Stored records
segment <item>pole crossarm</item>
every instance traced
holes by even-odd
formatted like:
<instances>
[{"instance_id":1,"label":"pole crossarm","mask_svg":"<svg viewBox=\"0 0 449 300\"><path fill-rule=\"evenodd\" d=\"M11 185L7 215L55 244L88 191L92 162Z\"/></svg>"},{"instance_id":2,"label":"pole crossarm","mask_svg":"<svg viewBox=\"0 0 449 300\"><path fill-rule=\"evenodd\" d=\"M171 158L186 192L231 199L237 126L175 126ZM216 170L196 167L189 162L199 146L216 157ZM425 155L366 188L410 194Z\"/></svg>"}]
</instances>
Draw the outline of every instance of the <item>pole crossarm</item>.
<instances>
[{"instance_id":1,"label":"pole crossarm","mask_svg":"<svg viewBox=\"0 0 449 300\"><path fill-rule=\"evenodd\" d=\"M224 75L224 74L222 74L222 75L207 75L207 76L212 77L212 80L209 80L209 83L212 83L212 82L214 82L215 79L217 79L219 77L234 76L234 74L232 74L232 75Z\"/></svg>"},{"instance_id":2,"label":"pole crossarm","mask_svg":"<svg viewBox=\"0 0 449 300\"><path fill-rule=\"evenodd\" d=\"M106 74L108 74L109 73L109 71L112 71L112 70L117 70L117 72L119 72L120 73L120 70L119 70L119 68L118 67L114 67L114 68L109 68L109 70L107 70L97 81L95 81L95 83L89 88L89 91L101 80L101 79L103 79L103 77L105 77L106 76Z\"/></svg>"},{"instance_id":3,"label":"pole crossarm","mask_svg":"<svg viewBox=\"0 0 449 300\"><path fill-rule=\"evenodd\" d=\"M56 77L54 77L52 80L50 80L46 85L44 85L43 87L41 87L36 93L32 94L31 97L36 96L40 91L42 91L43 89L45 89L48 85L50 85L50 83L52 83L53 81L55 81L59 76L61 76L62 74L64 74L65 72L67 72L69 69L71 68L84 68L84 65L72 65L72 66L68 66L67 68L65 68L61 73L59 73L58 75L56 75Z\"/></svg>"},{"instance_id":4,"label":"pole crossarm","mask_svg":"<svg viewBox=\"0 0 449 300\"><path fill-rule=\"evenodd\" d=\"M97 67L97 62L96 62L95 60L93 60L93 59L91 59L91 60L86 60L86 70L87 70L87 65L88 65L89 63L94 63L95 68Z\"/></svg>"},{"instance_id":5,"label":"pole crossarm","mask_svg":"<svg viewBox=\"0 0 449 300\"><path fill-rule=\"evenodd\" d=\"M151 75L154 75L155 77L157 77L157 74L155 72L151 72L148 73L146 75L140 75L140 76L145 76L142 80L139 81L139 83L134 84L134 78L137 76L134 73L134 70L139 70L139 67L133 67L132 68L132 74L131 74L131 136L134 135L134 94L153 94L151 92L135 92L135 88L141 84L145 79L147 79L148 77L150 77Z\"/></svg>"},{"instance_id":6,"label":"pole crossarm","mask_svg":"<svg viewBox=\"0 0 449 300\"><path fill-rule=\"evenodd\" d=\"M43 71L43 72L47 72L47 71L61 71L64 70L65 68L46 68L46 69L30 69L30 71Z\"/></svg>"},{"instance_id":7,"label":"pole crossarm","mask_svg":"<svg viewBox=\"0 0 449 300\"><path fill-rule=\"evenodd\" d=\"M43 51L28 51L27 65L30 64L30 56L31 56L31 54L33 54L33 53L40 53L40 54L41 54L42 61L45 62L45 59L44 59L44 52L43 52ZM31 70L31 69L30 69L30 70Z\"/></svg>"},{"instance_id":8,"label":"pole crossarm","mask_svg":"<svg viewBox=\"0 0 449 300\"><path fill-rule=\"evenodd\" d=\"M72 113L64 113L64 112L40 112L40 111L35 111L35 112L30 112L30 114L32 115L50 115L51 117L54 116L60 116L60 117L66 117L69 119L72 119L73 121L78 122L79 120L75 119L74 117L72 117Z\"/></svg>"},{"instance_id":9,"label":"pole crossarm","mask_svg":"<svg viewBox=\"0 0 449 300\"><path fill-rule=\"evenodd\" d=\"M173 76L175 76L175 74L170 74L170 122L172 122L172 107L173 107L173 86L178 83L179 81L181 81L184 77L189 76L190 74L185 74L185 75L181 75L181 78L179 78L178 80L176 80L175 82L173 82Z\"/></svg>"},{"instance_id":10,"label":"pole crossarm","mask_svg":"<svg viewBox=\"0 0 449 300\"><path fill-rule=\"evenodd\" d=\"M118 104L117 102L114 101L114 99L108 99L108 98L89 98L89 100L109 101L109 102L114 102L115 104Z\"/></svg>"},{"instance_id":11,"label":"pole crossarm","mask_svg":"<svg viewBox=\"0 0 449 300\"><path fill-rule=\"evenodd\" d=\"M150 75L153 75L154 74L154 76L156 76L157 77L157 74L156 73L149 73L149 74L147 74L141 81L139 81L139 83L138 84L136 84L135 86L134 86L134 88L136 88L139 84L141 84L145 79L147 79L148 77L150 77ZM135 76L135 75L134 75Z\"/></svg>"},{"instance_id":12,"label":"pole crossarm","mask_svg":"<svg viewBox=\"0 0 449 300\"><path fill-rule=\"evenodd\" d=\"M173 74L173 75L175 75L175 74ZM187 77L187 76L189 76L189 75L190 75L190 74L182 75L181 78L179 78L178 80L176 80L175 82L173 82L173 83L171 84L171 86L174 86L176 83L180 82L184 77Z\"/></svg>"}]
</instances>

* * *

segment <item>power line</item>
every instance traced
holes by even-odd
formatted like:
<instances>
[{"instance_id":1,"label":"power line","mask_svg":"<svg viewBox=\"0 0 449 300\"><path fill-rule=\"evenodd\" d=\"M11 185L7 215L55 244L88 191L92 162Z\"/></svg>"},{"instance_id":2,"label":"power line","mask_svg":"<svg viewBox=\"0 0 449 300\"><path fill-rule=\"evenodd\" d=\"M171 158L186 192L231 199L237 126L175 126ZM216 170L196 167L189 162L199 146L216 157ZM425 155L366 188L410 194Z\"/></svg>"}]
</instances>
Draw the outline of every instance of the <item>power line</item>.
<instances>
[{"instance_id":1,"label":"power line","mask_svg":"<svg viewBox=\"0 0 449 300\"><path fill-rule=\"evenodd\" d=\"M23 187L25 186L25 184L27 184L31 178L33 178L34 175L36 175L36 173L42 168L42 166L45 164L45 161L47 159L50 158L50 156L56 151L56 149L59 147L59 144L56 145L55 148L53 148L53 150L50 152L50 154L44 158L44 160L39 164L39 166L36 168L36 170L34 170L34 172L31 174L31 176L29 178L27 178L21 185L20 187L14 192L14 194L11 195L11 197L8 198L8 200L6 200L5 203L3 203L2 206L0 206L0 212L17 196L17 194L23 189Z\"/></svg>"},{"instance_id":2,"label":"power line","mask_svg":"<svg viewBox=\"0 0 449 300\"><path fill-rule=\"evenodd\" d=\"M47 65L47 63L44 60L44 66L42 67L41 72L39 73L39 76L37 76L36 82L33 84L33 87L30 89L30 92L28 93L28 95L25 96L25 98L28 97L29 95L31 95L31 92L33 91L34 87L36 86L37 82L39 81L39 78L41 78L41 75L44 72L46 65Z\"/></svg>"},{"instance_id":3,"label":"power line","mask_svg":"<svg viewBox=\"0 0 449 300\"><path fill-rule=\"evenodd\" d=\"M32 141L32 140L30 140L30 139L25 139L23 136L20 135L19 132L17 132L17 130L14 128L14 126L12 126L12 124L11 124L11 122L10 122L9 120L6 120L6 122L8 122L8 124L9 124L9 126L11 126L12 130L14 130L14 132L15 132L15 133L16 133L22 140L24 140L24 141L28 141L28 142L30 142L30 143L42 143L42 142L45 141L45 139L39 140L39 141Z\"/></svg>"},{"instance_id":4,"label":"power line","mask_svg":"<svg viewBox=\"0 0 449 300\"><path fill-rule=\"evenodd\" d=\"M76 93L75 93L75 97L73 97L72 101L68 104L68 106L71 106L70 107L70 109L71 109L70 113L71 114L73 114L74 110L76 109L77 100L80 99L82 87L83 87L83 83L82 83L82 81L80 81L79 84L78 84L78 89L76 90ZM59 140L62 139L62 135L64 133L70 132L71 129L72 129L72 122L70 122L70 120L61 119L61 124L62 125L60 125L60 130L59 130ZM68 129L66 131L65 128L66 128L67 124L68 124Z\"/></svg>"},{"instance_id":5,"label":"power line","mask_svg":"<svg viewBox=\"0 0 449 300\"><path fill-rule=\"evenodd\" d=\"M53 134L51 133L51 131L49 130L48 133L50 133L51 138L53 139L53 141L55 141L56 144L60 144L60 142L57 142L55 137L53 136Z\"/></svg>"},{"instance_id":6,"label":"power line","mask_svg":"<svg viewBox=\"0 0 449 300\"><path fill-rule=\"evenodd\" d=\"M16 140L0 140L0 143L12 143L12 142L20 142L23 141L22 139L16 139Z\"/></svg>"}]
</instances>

--

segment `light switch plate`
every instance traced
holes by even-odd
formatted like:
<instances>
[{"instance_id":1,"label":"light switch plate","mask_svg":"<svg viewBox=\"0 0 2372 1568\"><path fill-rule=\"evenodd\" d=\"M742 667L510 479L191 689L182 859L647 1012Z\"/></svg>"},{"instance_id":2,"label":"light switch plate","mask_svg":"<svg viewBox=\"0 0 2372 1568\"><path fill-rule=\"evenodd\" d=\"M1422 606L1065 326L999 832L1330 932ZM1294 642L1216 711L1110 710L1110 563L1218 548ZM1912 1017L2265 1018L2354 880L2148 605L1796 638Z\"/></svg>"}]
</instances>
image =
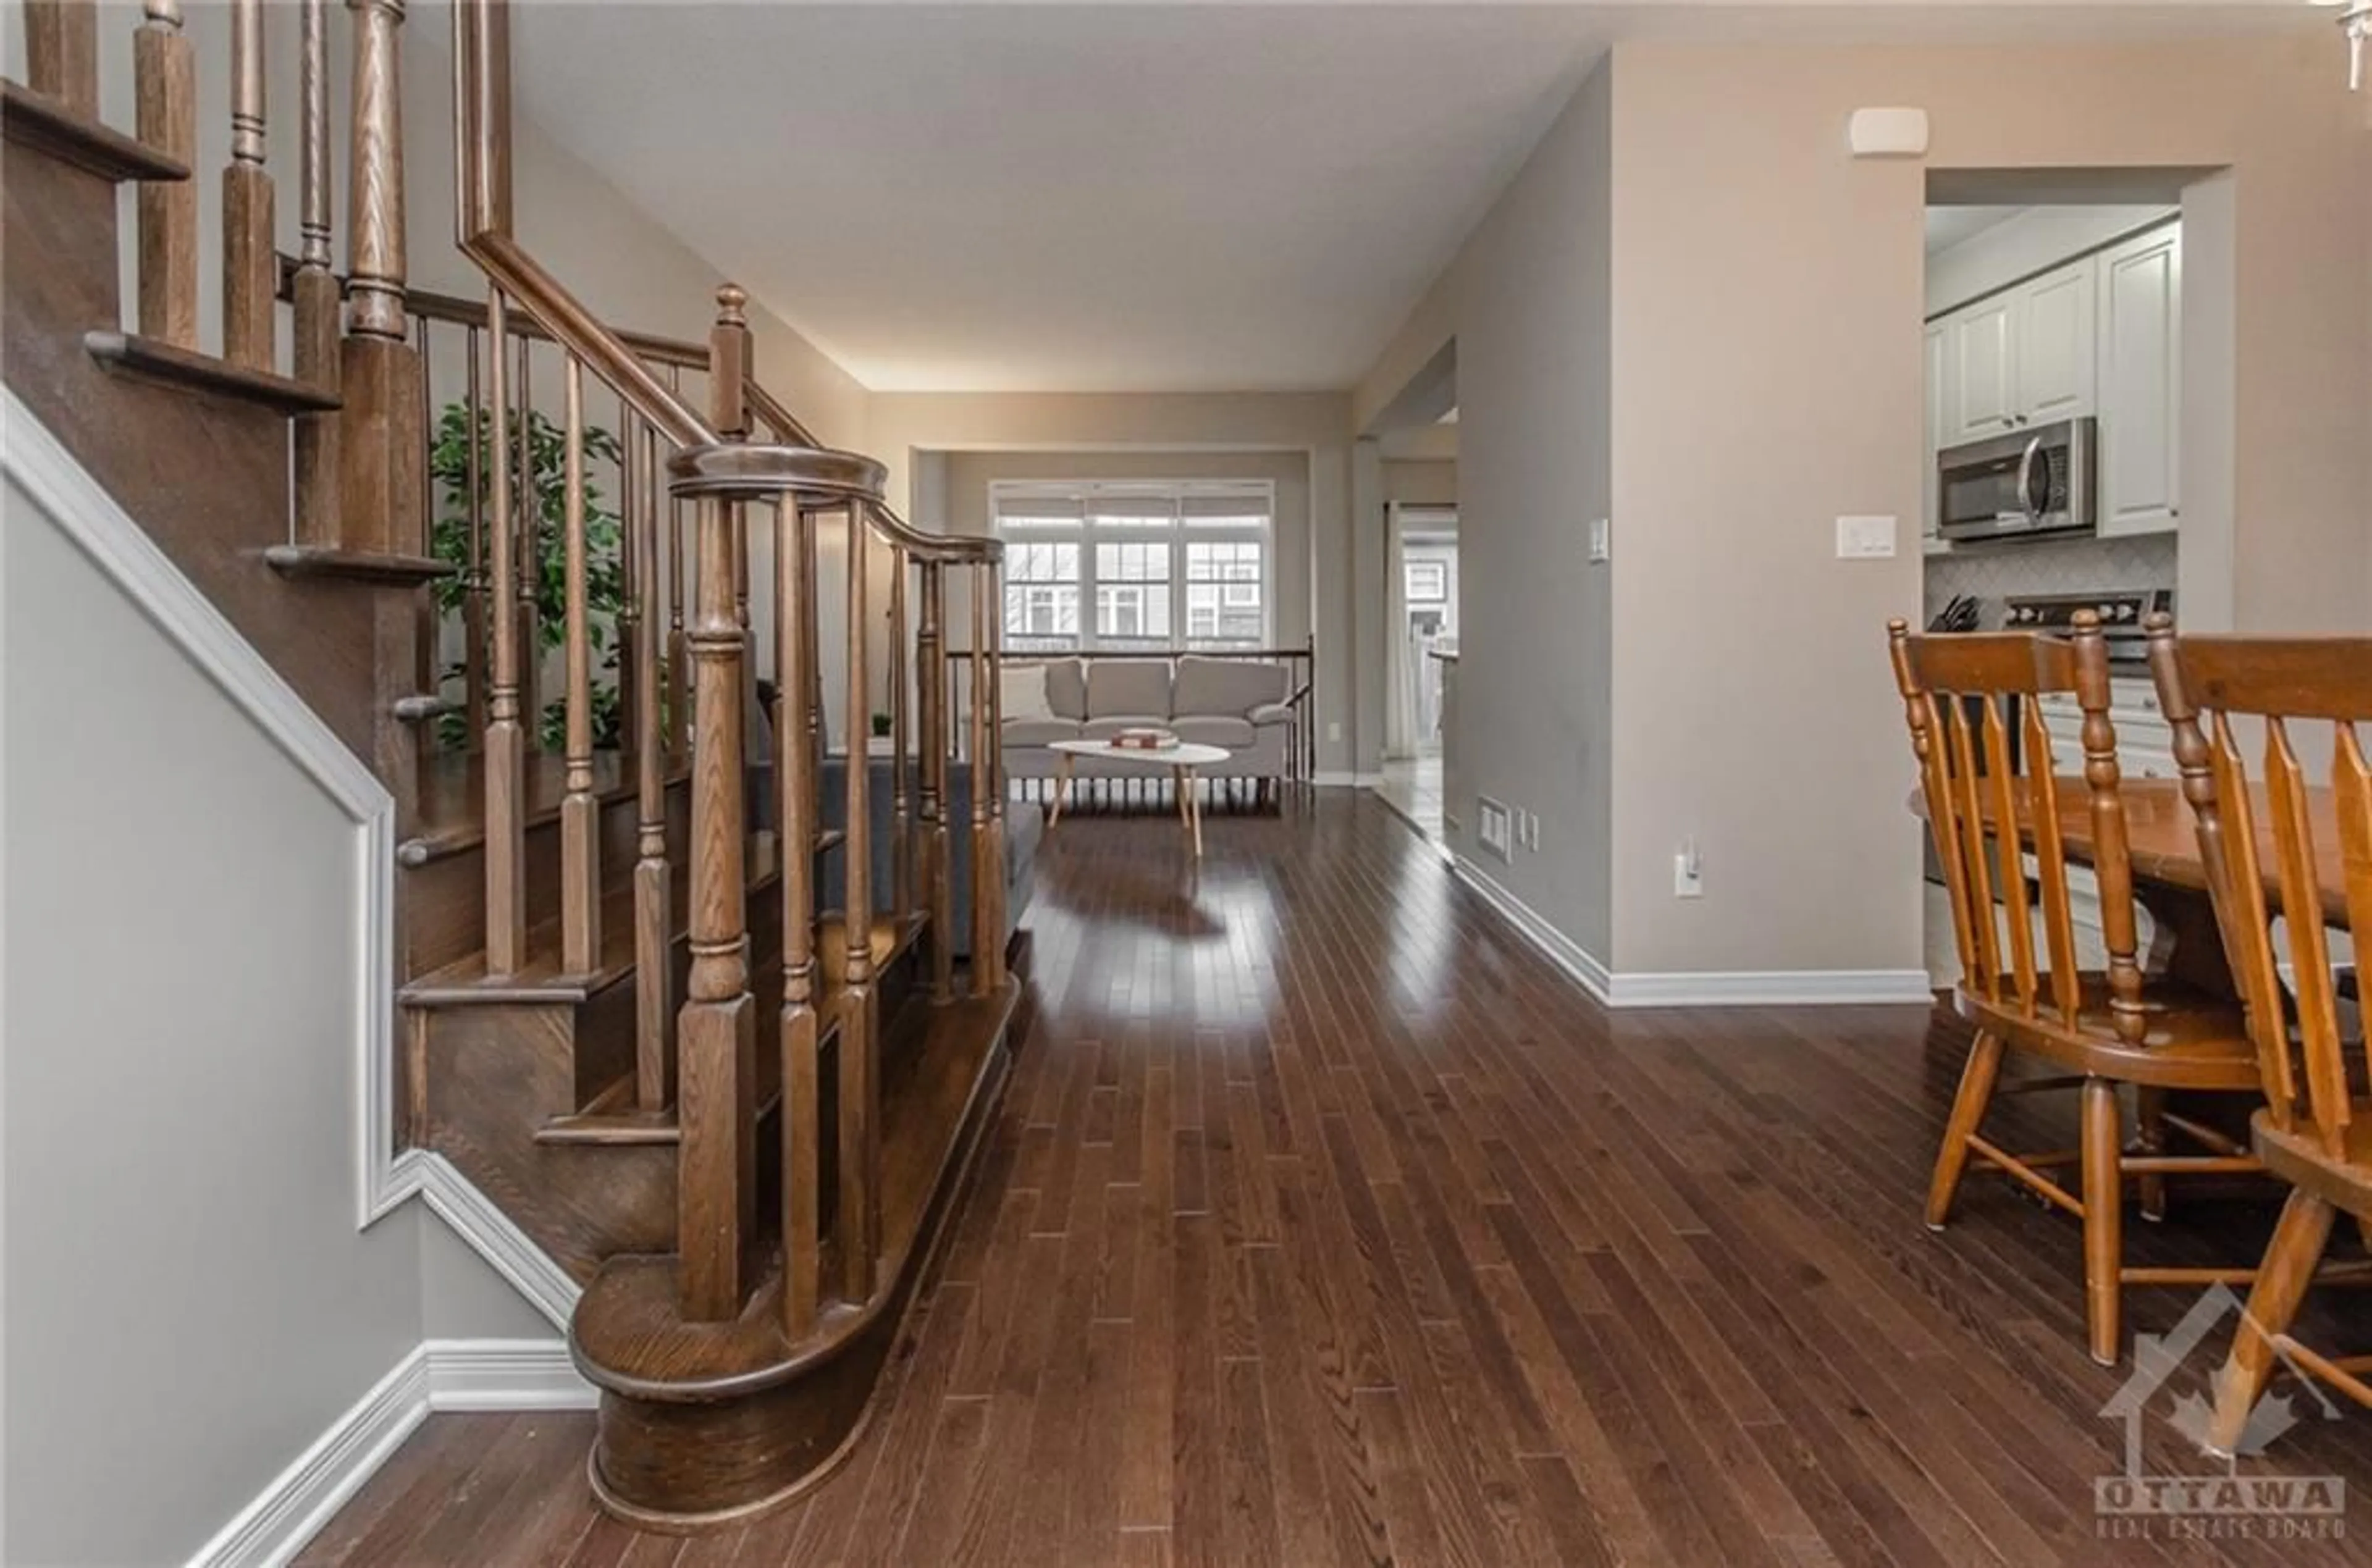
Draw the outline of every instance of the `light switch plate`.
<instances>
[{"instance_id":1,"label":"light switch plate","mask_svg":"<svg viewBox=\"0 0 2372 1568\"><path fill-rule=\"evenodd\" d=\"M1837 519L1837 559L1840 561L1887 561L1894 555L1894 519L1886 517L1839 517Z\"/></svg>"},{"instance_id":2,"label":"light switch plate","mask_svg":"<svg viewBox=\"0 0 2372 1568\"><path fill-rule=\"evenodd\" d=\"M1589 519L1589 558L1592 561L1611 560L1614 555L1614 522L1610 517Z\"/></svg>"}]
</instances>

DIRECTIONS: Write out each line above with the word "segment".

RESPONSE FOR THIS EXERCISE:
segment <item>pole crossarm</item>
segment <item>power line</item>
segment `light switch plate`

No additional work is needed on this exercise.